**Questions**
A: In the Day One Ortho clinic recap, at what time does the morning church service begin?
B: Resume the Day One Ortho clinic recap, picking up right after its final sentence.

**Exercise passage**
Day One Ortho clinic, Monday 2/28/11

Here is my first full recap of Day One Ortho clinic, Since this recap, I have completed two more days. While the work load is never ending, it is also very fascinating and an experience that I'm glad to be doing. While the group I'm with are very different from me, they are really good people. Hopefully will have more time to write tomorrow. Only 2 more clinic days left.

Today was the first day of “work”. The tradition is to attend church in the morning at 7:45 and pray with the patients and their families. The music, singing is very moving. They sing from their hearts and the harmony all of the voices in harmony moved me to tears. The Haitians were intrigued by our presence. Many eyes following me across the room. I am the only woman on the trip not “praying” so I stand out a bit. Able to get some video of service to capture the feeling.

**Input data**
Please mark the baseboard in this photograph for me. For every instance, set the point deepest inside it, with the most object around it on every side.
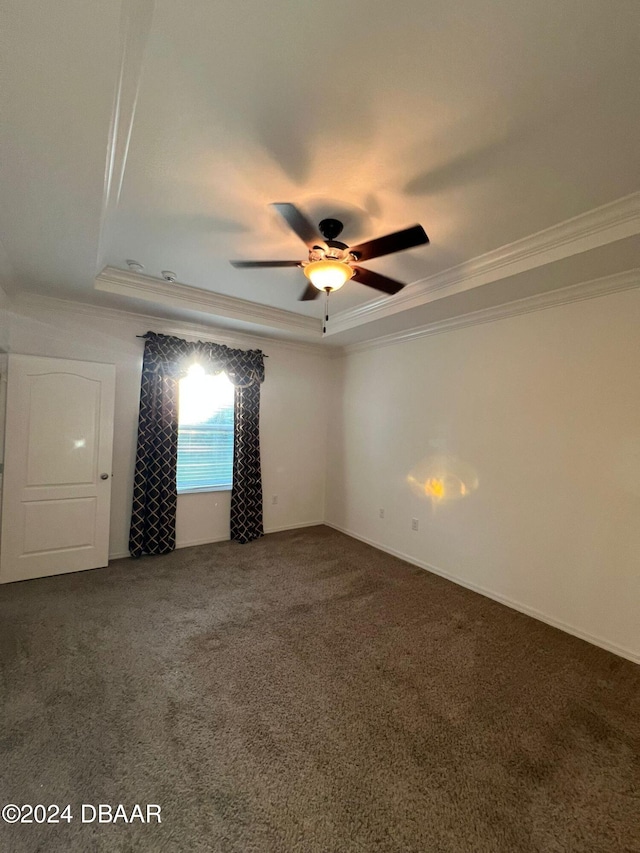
(292, 526)
(503, 599)
(195, 542)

**Responses by task**
A: 7:45 in the morning.

B:
Quick rounds/review in the hospital. Families bathing their loved one, cleaning up from the night before; bed mats, sheets on floor, etc. Patients are admitted into the hospital and remain inpatients for reasons that have longed stopped in the US. Clearly no DRGS in Haiti. Examples would include comminuted radius fractures, patella fractures wired together. Then there are the truly complicated patients with multi extremity issues, many of which are old and not healing. Failed ORIF’s, patients with compression syndromes from poor cast placement. Severely fractured pelvis’s being treated with traction pins through the tibia and weights hanging off of the bed. The spirits in the hospital are a little more skeptical. They have been lying in bed feeling ”sick” for a long time. JL’s boot camp will be a shock to the system. My approach: get them up any way they can, ambulate them to outside and treat as many outside as possible to change the environment. The hospital is dark, 8 to a room plus family. Hard to do much at any bedside as a PT; here impossible!!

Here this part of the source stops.